— begin Provided data —

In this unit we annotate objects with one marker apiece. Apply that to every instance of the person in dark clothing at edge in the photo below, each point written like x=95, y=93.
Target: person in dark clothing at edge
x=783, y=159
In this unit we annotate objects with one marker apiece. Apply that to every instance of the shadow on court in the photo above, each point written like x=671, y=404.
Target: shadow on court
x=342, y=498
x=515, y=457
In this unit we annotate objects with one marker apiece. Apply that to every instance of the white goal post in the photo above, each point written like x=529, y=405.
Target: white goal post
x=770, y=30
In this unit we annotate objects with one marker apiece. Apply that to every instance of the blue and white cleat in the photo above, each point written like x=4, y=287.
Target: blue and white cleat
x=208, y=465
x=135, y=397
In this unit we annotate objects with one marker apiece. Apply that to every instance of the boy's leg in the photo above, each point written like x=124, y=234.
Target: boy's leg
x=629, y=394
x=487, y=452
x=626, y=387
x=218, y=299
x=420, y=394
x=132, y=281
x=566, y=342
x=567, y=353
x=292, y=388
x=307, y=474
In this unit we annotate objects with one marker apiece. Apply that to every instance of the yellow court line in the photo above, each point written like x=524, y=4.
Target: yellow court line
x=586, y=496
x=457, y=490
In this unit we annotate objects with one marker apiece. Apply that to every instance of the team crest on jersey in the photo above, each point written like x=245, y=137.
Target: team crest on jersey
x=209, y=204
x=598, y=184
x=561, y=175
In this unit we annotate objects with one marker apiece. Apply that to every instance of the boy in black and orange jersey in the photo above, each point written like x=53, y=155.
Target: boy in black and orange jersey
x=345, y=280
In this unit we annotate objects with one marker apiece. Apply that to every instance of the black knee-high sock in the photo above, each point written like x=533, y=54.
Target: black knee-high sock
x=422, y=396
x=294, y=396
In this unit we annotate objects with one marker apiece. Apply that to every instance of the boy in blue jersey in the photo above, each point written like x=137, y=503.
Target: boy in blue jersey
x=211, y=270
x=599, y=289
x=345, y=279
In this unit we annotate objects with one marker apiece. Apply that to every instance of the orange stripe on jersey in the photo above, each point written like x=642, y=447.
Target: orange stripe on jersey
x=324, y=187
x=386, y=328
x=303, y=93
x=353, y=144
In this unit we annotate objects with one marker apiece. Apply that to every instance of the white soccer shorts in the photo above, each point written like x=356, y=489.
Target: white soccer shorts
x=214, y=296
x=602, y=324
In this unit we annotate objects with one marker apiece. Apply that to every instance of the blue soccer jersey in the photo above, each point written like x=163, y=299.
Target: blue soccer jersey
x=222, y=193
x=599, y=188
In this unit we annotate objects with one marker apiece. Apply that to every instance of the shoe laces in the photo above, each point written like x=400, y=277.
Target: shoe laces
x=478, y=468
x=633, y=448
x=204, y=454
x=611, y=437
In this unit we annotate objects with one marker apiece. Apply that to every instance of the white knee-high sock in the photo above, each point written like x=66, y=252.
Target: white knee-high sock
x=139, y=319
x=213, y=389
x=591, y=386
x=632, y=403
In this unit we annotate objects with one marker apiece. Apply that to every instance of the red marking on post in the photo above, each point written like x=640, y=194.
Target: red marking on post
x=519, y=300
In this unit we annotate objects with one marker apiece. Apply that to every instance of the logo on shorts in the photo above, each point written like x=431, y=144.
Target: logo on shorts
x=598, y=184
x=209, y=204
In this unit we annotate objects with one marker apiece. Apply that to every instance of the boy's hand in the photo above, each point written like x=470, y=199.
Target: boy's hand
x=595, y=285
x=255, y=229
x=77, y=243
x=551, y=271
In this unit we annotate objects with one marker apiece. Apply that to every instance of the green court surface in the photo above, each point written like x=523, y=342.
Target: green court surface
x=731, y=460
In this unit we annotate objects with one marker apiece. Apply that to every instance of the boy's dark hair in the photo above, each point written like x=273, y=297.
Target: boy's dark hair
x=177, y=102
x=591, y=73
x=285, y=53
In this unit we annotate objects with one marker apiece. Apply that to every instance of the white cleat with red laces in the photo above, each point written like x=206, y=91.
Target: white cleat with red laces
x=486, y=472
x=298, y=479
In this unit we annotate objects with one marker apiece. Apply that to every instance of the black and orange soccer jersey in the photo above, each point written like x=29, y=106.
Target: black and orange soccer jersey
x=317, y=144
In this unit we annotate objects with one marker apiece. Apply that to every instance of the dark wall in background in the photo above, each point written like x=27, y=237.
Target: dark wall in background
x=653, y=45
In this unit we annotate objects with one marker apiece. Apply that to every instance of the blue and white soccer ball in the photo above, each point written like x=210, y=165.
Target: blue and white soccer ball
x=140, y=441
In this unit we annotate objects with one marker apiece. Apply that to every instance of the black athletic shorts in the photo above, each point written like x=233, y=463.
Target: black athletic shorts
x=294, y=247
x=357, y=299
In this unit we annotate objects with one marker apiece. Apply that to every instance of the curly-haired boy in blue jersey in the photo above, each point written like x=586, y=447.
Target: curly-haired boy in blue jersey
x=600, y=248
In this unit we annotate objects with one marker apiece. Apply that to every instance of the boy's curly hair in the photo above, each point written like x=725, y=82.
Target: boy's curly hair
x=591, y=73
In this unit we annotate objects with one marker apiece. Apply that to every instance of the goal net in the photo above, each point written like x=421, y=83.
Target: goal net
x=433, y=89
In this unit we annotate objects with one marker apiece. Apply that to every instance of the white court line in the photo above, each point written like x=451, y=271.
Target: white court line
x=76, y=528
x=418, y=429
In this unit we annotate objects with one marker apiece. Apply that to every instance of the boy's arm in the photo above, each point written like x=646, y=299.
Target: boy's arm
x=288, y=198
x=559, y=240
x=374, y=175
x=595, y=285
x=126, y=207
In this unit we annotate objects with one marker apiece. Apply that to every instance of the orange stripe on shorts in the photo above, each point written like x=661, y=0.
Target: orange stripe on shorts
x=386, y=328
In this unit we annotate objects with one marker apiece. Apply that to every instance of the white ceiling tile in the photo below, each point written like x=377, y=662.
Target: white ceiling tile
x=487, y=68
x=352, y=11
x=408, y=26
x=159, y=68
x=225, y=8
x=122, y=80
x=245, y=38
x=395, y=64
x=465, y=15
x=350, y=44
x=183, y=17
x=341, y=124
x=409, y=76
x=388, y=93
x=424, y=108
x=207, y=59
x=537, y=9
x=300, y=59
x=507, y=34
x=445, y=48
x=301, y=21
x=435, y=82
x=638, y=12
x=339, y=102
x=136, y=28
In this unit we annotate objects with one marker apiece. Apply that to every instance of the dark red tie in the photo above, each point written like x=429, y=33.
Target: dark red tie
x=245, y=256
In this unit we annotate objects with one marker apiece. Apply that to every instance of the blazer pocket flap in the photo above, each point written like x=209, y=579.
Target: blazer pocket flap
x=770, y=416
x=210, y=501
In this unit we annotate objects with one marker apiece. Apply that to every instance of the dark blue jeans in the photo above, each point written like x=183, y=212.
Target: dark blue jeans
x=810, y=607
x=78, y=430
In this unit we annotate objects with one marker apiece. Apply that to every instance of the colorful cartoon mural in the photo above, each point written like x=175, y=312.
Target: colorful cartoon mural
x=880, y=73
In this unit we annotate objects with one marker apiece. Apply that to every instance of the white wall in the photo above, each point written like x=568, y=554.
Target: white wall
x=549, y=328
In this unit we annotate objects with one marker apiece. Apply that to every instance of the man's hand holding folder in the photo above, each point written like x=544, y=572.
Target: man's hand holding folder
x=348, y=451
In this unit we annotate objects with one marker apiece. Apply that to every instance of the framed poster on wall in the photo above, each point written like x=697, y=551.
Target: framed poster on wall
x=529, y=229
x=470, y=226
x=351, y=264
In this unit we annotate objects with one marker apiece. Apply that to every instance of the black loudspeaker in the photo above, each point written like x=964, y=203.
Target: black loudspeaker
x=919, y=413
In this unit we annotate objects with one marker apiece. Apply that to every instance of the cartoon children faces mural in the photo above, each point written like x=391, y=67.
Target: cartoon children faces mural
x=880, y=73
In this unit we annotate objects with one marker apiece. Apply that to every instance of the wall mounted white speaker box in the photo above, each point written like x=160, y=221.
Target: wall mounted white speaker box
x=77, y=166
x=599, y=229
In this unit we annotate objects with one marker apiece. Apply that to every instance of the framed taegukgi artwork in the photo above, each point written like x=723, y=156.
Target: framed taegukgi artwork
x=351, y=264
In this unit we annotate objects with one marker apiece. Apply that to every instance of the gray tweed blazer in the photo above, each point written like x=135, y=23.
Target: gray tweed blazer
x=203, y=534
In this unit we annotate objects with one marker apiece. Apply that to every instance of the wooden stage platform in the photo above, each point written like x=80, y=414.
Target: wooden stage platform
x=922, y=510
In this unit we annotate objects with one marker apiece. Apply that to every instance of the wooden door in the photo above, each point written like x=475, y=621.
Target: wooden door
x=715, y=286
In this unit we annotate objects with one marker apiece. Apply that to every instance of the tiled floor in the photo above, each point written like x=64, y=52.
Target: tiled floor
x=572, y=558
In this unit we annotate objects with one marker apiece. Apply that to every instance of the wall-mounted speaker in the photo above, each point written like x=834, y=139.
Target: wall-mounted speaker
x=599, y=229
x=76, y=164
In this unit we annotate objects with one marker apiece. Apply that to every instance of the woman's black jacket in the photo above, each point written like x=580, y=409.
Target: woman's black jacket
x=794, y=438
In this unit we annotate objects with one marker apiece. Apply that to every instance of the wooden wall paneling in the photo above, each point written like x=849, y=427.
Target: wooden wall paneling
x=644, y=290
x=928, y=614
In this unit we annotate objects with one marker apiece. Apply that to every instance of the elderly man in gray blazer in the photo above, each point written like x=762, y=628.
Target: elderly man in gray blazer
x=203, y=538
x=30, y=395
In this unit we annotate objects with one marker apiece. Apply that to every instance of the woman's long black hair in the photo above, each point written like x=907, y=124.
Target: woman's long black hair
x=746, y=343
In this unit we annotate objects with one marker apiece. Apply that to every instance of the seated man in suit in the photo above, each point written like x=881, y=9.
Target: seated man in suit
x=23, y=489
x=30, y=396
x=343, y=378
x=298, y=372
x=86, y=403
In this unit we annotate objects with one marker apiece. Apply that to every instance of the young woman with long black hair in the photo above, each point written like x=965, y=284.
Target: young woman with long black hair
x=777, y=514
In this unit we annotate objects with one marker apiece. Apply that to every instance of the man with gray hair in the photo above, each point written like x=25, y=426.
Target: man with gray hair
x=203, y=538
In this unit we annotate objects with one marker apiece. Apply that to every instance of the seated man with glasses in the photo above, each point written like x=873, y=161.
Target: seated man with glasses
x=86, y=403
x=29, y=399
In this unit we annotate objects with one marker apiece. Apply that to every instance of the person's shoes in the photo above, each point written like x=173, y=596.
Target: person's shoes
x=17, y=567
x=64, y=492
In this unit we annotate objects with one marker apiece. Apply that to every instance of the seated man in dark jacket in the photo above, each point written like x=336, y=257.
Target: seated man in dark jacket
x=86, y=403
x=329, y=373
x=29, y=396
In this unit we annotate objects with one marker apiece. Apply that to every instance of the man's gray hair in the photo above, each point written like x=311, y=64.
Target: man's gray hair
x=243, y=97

— end Provided data —

Task goal: Convert the records from the line holding "like x=873, y=161." through the end of the records, both inclusive, into a two-column CSV with the columns text and answer. Give one row per record, putting each field in quotes and turning line breaks into spaces.

Solution to this task:
text,answer
"In this unit we annotate objects with one marker apiece. Apply that to every instance of the seated man with glasses in the photo above, each point written like x=873, y=161. Target: seated man with glasses","x=86, y=403 x=29, y=399"
"In this unit we annotate objects with one marker apiece. Apply that to every instance of the person's shoes in the photo above, each point written like x=173, y=596. Target: person's shoes","x=17, y=567 x=64, y=492"
"In this unit we annotate objects with one marker apiece. Apply that to every instance of the seated man in dark jacket in the photo above, each point written like x=336, y=257. Target: seated man in dark jacket","x=86, y=403 x=329, y=373 x=29, y=396"
"In this unit we annotate objects with one marker apiece. Apply that to every instance of the man's gray hair in the photo above, each point written like x=311, y=64. Target: man's gray hair","x=243, y=97"